BEGIN
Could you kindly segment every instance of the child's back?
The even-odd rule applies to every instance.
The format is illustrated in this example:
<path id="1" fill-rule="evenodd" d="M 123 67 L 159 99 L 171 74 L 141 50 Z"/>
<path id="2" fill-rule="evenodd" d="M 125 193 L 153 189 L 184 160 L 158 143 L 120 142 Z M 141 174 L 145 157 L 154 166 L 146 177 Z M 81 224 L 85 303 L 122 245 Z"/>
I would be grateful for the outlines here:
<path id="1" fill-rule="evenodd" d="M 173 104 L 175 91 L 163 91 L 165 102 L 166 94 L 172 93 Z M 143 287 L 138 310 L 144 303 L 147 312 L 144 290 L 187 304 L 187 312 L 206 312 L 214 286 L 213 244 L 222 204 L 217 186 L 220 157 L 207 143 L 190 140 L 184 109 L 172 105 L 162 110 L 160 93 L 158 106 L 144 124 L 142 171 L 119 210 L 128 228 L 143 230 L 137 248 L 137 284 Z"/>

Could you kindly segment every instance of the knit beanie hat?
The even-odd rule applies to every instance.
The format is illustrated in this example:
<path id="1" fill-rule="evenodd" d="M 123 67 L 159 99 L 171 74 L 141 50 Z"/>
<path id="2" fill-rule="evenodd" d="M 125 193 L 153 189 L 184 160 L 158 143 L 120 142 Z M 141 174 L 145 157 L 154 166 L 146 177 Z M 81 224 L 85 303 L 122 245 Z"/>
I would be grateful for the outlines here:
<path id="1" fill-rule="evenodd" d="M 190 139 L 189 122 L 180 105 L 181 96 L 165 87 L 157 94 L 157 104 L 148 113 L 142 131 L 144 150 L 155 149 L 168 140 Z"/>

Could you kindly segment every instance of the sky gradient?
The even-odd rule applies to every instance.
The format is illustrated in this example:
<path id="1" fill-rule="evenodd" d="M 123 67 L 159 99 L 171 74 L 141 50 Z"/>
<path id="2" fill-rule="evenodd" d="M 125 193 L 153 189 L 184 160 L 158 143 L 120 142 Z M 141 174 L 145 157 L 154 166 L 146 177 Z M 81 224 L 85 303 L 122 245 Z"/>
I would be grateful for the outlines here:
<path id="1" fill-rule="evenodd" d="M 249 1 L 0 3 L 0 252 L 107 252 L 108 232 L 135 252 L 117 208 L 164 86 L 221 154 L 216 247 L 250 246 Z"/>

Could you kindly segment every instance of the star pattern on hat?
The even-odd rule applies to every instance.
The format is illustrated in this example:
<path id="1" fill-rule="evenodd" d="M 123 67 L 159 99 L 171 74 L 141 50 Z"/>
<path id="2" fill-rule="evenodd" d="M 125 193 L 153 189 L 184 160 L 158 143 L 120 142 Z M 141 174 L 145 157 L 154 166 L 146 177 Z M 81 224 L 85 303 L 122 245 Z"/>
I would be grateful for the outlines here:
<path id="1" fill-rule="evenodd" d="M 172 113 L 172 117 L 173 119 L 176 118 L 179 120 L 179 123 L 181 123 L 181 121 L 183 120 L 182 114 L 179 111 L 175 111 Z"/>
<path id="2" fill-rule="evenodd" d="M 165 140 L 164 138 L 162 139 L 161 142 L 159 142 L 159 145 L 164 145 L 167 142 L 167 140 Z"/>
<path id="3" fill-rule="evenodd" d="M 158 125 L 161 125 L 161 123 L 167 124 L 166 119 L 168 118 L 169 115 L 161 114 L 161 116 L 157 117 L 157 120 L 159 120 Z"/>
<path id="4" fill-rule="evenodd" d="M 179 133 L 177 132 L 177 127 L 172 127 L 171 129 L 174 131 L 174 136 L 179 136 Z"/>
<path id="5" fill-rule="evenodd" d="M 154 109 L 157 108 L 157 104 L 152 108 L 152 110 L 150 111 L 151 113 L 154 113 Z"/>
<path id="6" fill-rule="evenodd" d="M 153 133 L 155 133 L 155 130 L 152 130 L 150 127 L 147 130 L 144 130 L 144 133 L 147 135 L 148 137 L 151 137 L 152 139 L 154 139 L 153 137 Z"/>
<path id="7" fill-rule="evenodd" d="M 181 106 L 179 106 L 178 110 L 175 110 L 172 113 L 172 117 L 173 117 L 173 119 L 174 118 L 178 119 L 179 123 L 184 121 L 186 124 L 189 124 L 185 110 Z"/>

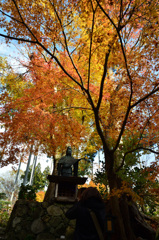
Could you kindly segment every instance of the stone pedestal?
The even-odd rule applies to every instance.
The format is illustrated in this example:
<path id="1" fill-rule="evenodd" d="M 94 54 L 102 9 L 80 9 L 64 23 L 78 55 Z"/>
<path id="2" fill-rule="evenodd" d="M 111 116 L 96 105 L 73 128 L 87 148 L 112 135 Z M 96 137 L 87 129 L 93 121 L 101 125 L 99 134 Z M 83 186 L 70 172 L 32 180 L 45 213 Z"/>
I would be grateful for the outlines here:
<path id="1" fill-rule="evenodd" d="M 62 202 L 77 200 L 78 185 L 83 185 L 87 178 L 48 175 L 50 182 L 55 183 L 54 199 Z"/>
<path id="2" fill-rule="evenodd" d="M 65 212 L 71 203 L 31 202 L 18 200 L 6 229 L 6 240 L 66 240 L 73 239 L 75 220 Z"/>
END
## ACTION ITEM
Exclude every picture and copy the remaining data exactly.

## EXPECTED OUTPUT
Could you kindly segment every instance of the child's back?
The even-odd rule applies to every instance.
The format is illustrated in this example:
<path id="1" fill-rule="evenodd" d="M 123 67 L 159 99 L 171 74 L 141 50 Z"/>
<path id="2" fill-rule="evenodd" d="M 125 193 L 153 189 L 184 160 L 158 143 L 120 142 Z M 141 174 L 145 157 L 154 166 L 146 177 Z M 81 224 L 85 303 L 122 245 Z"/>
I would be grateful for the outlines here:
<path id="1" fill-rule="evenodd" d="M 173 104 L 175 91 L 163 91 L 165 102 L 166 94 L 172 93 Z M 143 287 L 138 310 L 144 303 L 147 312 L 144 290 L 187 304 L 187 312 L 206 312 L 214 286 L 213 244 L 222 204 L 217 186 L 220 157 L 207 143 L 190 140 L 184 109 L 172 105 L 162 110 L 160 93 L 158 106 L 144 124 L 142 171 L 119 210 L 128 228 L 143 230 L 137 248 L 137 284 Z"/>

Could you kindly segment every instance of the knit beanie hat?
The even-odd rule applies to every instance.
The format is illustrated in this example:
<path id="1" fill-rule="evenodd" d="M 123 67 L 159 99 L 171 74 L 141 50 Z"/>
<path id="2" fill-rule="evenodd" d="M 125 193 L 153 189 L 184 160 L 158 143 L 120 142 Z M 141 174 L 145 157 L 154 166 L 146 177 Z M 81 224 L 85 303 L 122 245 Z"/>
I would be grateful for the outlines here:
<path id="1" fill-rule="evenodd" d="M 190 139 L 189 122 L 180 105 L 181 96 L 165 87 L 157 94 L 157 104 L 148 113 L 142 131 L 144 150 L 155 149 L 168 140 Z"/>

Could you kindly segment every instance of the sky gradient?
The even-odd rule applies to every instance.
The format is illustrated in this example:
<path id="1" fill-rule="evenodd" d="M 123 67 L 159 99 L 171 74 L 141 50 Z"/>
<path id="2" fill-rule="evenodd" d="M 125 193 L 153 189 L 184 160 L 158 143 L 120 142 Z M 141 174 L 145 157 L 154 166 L 146 177 Z M 81 224 L 85 303 L 122 245 Z"/>
I would be grateful for the outlines here:
<path id="1" fill-rule="evenodd" d="M 249 1 L 0 3 L 0 252 L 107 252 L 108 232 L 135 252 L 117 208 L 164 86 L 221 154 L 216 247 L 250 246 Z"/>

Could you kindly segment every instance of the star pattern on hat?
The even-odd rule applies to every instance.
The format is illustrated in this example:
<path id="1" fill-rule="evenodd" d="M 123 67 L 159 99 L 171 74 L 141 50 Z"/>
<path id="2" fill-rule="evenodd" d="M 125 193 L 153 189 L 184 160 L 158 143 L 120 142 Z M 141 174 L 145 157 L 154 166 L 146 177 Z M 81 224 L 85 303 L 122 245 Z"/>
I would be grateful for the outlines here:
<path id="1" fill-rule="evenodd" d="M 172 113 L 172 117 L 173 119 L 176 118 L 179 120 L 179 123 L 181 123 L 181 121 L 183 120 L 182 114 L 179 111 L 175 111 Z"/>
<path id="2" fill-rule="evenodd" d="M 165 140 L 164 138 L 162 139 L 161 142 L 159 142 L 159 145 L 164 145 L 167 142 L 167 140 Z"/>
<path id="3" fill-rule="evenodd" d="M 158 125 L 161 125 L 161 123 L 167 124 L 166 119 L 168 118 L 169 115 L 161 114 L 161 116 L 157 117 L 157 120 L 159 120 Z"/>
<path id="4" fill-rule="evenodd" d="M 179 133 L 177 132 L 177 127 L 172 127 L 171 129 L 174 131 L 174 136 L 179 136 Z"/>
<path id="5" fill-rule="evenodd" d="M 154 109 L 157 108 L 157 104 L 152 108 L 152 110 L 150 111 L 151 113 L 154 113 Z"/>
<path id="6" fill-rule="evenodd" d="M 153 133 L 155 133 L 155 130 L 152 130 L 150 127 L 147 130 L 144 130 L 144 133 L 147 135 L 148 137 L 151 137 L 152 139 L 154 139 L 153 137 Z"/>
<path id="7" fill-rule="evenodd" d="M 181 106 L 179 106 L 178 110 L 175 110 L 172 113 L 172 117 L 173 117 L 173 119 L 174 118 L 178 119 L 179 123 L 184 121 L 186 124 L 189 124 L 185 110 Z"/>

Could you kindly segment every instance of the stone pedestal?
The even-odd rule applies to every instance.
The format is illustrated in this example:
<path id="1" fill-rule="evenodd" d="M 94 54 L 102 9 L 80 9 L 64 23 L 78 55 Z"/>
<path id="2" fill-rule="evenodd" d="M 111 116 L 96 105 L 73 128 L 87 148 L 112 135 Z M 96 137 L 87 129 L 93 121 L 101 125 L 99 134 Z M 83 186 L 70 172 L 32 180 L 45 213 Z"/>
I would be grateful for the outlines here:
<path id="1" fill-rule="evenodd" d="M 62 202 L 77 200 L 78 185 L 83 185 L 87 178 L 48 175 L 50 182 L 55 183 L 54 199 Z"/>
<path id="2" fill-rule="evenodd" d="M 65 212 L 71 203 L 31 202 L 18 200 L 6 229 L 6 240 L 66 240 L 73 239 L 75 220 Z"/>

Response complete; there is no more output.